**EXERCISE OBJECTIVE:** Arrange the lines from the one containing "[indicate] bridge railing" through the end of the material, inclusive, as a numbered list, and leave out any blank lines.

**DATASET CONTENT:**
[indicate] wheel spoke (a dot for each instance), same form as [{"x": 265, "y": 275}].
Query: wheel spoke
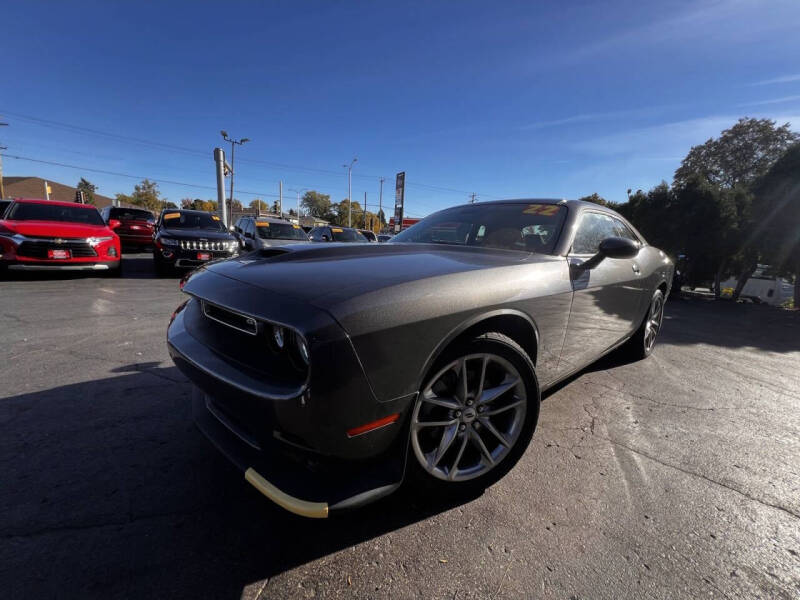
[
  {"x": 493, "y": 393},
  {"x": 496, "y": 411},
  {"x": 454, "y": 469},
  {"x": 488, "y": 424},
  {"x": 476, "y": 438},
  {"x": 463, "y": 379},
  {"x": 447, "y": 440},
  {"x": 484, "y": 364}
]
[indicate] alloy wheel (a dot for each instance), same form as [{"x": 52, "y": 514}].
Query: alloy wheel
[
  {"x": 653, "y": 325},
  {"x": 468, "y": 417}
]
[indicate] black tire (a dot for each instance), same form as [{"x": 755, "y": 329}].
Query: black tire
[
  {"x": 507, "y": 349},
  {"x": 159, "y": 265},
  {"x": 638, "y": 347}
]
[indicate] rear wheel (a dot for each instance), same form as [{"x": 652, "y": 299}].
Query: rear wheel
[
  {"x": 474, "y": 416},
  {"x": 644, "y": 340}
]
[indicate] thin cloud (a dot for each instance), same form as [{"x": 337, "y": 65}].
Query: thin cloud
[
  {"x": 772, "y": 101},
  {"x": 784, "y": 79}
]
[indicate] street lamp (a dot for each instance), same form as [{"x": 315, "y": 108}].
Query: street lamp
[
  {"x": 350, "y": 191},
  {"x": 298, "y": 200},
  {"x": 234, "y": 143}
]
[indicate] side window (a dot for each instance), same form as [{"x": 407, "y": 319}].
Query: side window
[
  {"x": 593, "y": 229},
  {"x": 624, "y": 231}
]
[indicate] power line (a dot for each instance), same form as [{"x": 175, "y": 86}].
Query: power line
[
  {"x": 195, "y": 152},
  {"x": 130, "y": 176}
]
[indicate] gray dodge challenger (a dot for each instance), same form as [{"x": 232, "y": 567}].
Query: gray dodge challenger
[{"x": 332, "y": 373}]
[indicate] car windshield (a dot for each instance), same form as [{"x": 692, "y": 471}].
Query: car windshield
[
  {"x": 35, "y": 211},
  {"x": 528, "y": 227},
  {"x": 187, "y": 220},
  {"x": 130, "y": 214},
  {"x": 280, "y": 231},
  {"x": 341, "y": 234}
]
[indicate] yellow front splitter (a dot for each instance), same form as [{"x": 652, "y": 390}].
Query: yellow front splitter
[{"x": 304, "y": 508}]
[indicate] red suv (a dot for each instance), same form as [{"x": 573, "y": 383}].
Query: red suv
[
  {"x": 136, "y": 225},
  {"x": 44, "y": 235}
]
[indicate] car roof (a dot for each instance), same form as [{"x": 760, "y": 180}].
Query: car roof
[
  {"x": 268, "y": 219},
  {"x": 53, "y": 202}
]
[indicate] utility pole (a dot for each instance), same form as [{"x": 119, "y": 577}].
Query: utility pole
[
  {"x": 2, "y": 195},
  {"x": 219, "y": 159},
  {"x": 234, "y": 143},
  {"x": 380, "y": 204},
  {"x": 350, "y": 191}
]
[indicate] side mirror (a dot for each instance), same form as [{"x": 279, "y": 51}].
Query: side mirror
[{"x": 615, "y": 247}]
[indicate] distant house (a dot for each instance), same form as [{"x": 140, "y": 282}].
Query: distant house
[{"x": 33, "y": 187}]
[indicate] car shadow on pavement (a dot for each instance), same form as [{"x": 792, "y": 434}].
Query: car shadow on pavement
[{"x": 110, "y": 491}]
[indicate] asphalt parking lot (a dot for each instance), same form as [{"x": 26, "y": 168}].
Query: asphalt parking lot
[{"x": 674, "y": 477}]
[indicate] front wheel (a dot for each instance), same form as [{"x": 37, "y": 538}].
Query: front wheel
[
  {"x": 474, "y": 416},
  {"x": 644, "y": 340}
]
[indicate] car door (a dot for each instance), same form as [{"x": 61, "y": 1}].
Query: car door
[{"x": 606, "y": 293}]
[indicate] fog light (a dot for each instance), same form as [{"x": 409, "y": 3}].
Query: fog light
[{"x": 277, "y": 335}]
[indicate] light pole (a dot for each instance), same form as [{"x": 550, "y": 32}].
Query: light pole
[
  {"x": 1, "y": 164},
  {"x": 350, "y": 191},
  {"x": 298, "y": 200},
  {"x": 234, "y": 143}
]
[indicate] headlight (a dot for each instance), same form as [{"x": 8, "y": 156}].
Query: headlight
[
  {"x": 302, "y": 348},
  {"x": 95, "y": 241},
  {"x": 278, "y": 335}
]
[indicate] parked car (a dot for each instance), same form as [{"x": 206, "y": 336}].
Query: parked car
[
  {"x": 37, "y": 235},
  {"x": 254, "y": 233},
  {"x": 370, "y": 235},
  {"x": 763, "y": 287},
  {"x": 136, "y": 225},
  {"x": 329, "y": 375},
  {"x": 189, "y": 238},
  {"x": 336, "y": 234}
]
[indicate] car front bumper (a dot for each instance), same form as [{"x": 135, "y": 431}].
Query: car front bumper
[{"x": 290, "y": 444}]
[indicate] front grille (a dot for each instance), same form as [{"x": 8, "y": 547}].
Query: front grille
[
  {"x": 232, "y": 319},
  {"x": 203, "y": 245},
  {"x": 38, "y": 249}
]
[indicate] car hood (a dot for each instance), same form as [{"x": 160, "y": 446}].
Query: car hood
[
  {"x": 58, "y": 229},
  {"x": 329, "y": 274},
  {"x": 274, "y": 243},
  {"x": 196, "y": 234}
]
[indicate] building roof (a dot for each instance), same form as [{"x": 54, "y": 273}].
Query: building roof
[{"x": 33, "y": 187}]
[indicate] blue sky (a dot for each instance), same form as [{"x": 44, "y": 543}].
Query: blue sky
[{"x": 511, "y": 99}]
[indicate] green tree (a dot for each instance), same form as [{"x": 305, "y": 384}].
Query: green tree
[
  {"x": 147, "y": 195},
  {"x": 775, "y": 219},
  {"x": 317, "y": 205},
  {"x": 88, "y": 190},
  {"x": 739, "y": 155}
]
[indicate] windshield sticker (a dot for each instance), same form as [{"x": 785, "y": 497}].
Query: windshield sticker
[{"x": 546, "y": 210}]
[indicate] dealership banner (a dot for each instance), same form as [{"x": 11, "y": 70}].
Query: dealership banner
[{"x": 399, "y": 196}]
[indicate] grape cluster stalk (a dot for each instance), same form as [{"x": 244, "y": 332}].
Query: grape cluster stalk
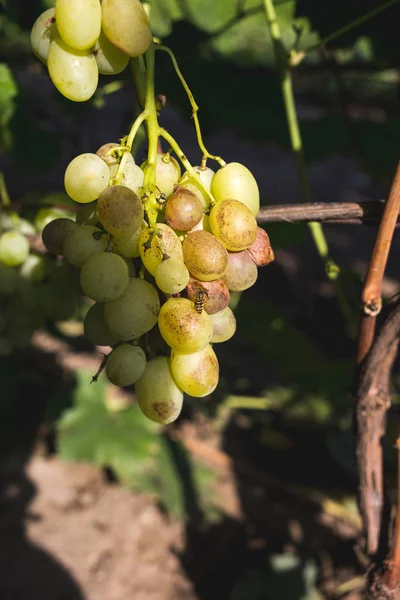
[{"x": 158, "y": 250}]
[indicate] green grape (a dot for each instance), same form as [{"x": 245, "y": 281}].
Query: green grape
[
  {"x": 55, "y": 233},
  {"x": 35, "y": 268},
  {"x": 114, "y": 158},
  {"x": 168, "y": 173},
  {"x": 125, "y": 365},
  {"x": 196, "y": 374},
  {"x": 205, "y": 176},
  {"x": 104, "y": 276},
  {"x": 8, "y": 280},
  {"x": 183, "y": 210},
  {"x": 204, "y": 256},
  {"x": 87, "y": 214},
  {"x": 79, "y": 22},
  {"x": 134, "y": 312},
  {"x": 224, "y": 325},
  {"x": 86, "y": 177},
  {"x": 261, "y": 250},
  {"x": 126, "y": 25},
  {"x": 110, "y": 60},
  {"x": 235, "y": 181},
  {"x": 182, "y": 327},
  {"x": 73, "y": 72},
  {"x": 132, "y": 177},
  {"x": 120, "y": 211},
  {"x": 157, "y": 393},
  {"x": 233, "y": 224},
  {"x": 95, "y": 327},
  {"x": 241, "y": 273},
  {"x": 82, "y": 242},
  {"x": 41, "y": 34},
  {"x": 172, "y": 276},
  {"x": 128, "y": 247},
  {"x": 14, "y": 248},
  {"x": 46, "y": 215},
  {"x": 165, "y": 242},
  {"x": 217, "y": 294}
]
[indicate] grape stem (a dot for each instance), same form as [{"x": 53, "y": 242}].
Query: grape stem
[{"x": 195, "y": 109}]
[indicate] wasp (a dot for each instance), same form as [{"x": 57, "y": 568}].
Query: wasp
[{"x": 200, "y": 299}]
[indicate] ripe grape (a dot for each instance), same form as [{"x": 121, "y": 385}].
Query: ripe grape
[
  {"x": 79, "y": 22},
  {"x": 73, "y": 72},
  {"x": 104, "y": 276},
  {"x": 233, "y": 224},
  {"x": 157, "y": 393},
  {"x": 82, "y": 242},
  {"x": 241, "y": 273},
  {"x": 154, "y": 247},
  {"x": 125, "y": 365},
  {"x": 183, "y": 210},
  {"x": 95, "y": 327},
  {"x": 172, "y": 276},
  {"x": 261, "y": 250},
  {"x": 55, "y": 233},
  {"x": 224, "y": 325},
  {"x": 235, "y": 181},
  {"x": 204, "y": 256},
  {"x": 196, "y": 374},
  {"x": 14, "y": 248},
  {"x": 132, "y": 176},
  {"x": 134, "y": 312},
  {"x": 218, "y": 295},
  {"x": 120, "y": 211},
  {"x": 86, "y": 177},
  {"x": 168, "y": 173},
  {"x": 126, "y": 25},
  {"x": 184, "y": 329},
  {"x": 41, "y": 34},
  {"x": 109, "y": 58},
  {"x": 205, "y": 175}
]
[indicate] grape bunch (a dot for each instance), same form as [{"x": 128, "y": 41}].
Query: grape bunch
[
  {"x": 78, "y": 39},
  {"x": 161, "y": 291}
]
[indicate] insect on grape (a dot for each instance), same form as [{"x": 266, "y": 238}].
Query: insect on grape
[{"x": 200, "y": 299}]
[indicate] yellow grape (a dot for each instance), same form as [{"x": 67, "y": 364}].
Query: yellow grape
[
  {"x": 182, "y": 327},
  {"x": 172, "y": 276},
  {"x": 126, "y": 25},
  {"x": 237, "y": 182},
  {"x": 125, "y": 365},
  {"x": 196, "y": 374},
  {"x": 134, "y": 312},
  {"x": 74, "y": 72},
  {"x": 120, "y": 211},
  {"x": 41, "y": 34},
  {"x": 205, "y": 257},
  {"x": 233, "y": 224},
  {"x": 224, "y": 325},
  {"x": 157, "y": 393},
  {"x": 110, "y": 60},
  {"x": 86, "y": 177},
  {"x": 164, "y": 242},
  {"x": 79, "y": 22}
]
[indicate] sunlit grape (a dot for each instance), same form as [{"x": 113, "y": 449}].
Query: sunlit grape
[
  {"x": 125, "y": 365},
  {"x": 157, "y": 393},
  {"x": 134, "y": 312},
  {"x": 104, "y": 276},
  {"x": 86, "y": 177},
  {"x": 182, "y": 327},
  {"x": 235, "y": 181},
  {"x": 196, "y": 374},
  {"x": 233, "y": 225},
  {"x": 204, "y": 256}
]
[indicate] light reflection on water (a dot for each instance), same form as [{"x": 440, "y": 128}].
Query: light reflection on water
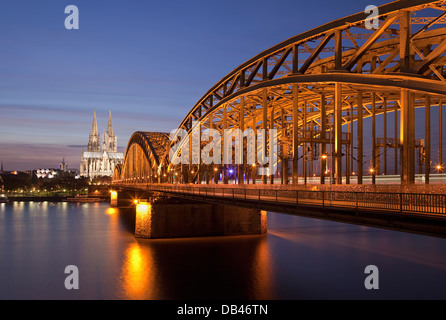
[{"x": 299, "y": 258}]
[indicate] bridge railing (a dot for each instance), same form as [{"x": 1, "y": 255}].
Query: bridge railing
[{"x": 396, "y": 202}]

**SOLVED EXERCISE:**
1. [indicate] bridge railing (a dot for each instance), same form as [{"x": 1, "y": 255}].
2. Query: bridge railing
3. [{"x": 396, "y": 202}]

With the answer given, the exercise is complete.